Return each line of the listing that contains the word "wooden". Case counts.

[Records of labeled points]

------------------------------

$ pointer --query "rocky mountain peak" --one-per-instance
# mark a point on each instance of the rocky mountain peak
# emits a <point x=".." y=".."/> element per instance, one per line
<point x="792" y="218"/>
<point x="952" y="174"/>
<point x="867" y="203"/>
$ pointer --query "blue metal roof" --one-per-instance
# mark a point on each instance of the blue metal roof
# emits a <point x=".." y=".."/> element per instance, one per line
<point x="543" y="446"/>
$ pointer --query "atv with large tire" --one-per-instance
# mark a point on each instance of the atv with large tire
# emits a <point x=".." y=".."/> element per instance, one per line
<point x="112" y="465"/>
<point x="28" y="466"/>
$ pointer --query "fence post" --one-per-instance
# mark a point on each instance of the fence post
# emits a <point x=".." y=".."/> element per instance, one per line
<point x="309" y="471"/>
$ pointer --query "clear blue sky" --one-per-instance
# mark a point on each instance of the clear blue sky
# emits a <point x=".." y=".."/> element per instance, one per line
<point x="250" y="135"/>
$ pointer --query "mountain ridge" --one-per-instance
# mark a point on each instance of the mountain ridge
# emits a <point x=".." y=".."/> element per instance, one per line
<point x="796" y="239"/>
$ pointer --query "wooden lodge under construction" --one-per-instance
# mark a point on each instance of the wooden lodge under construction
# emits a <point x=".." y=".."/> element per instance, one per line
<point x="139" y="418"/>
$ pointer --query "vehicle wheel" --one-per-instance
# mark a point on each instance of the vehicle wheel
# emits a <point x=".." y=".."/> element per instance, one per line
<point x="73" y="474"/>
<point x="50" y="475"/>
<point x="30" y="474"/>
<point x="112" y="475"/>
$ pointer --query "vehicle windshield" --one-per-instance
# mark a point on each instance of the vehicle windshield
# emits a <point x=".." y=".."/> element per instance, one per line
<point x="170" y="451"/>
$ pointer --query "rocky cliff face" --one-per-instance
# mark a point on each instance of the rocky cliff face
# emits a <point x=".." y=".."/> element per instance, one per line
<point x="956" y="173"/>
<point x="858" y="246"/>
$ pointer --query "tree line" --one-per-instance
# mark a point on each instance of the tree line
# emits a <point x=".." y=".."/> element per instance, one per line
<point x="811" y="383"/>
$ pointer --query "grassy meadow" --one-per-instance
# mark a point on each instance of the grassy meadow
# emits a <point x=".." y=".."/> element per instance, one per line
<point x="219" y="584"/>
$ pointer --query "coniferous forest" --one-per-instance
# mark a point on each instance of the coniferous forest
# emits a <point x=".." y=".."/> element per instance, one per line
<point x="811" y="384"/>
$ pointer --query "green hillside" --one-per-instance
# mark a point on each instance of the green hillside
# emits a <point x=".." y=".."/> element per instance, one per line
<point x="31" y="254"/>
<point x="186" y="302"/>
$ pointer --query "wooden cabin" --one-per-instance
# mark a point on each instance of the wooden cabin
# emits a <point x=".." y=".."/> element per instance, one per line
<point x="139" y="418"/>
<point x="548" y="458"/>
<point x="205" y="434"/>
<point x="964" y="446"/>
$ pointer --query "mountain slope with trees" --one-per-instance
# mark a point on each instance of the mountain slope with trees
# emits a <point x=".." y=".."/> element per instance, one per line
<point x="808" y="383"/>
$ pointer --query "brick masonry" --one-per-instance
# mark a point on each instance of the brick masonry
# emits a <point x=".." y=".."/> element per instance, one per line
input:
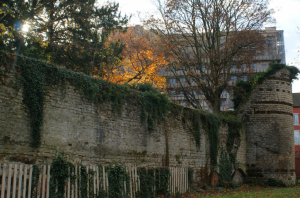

------------------------------

Expected answer:
$ pointer --query "wooden lodge under construction" --one-per-instance
# mark a point on each instance of the wooden lodge under construction
$ pointer --query "wooden cabin" --one-per-instance
# mark a point on each instance of the wooden cabin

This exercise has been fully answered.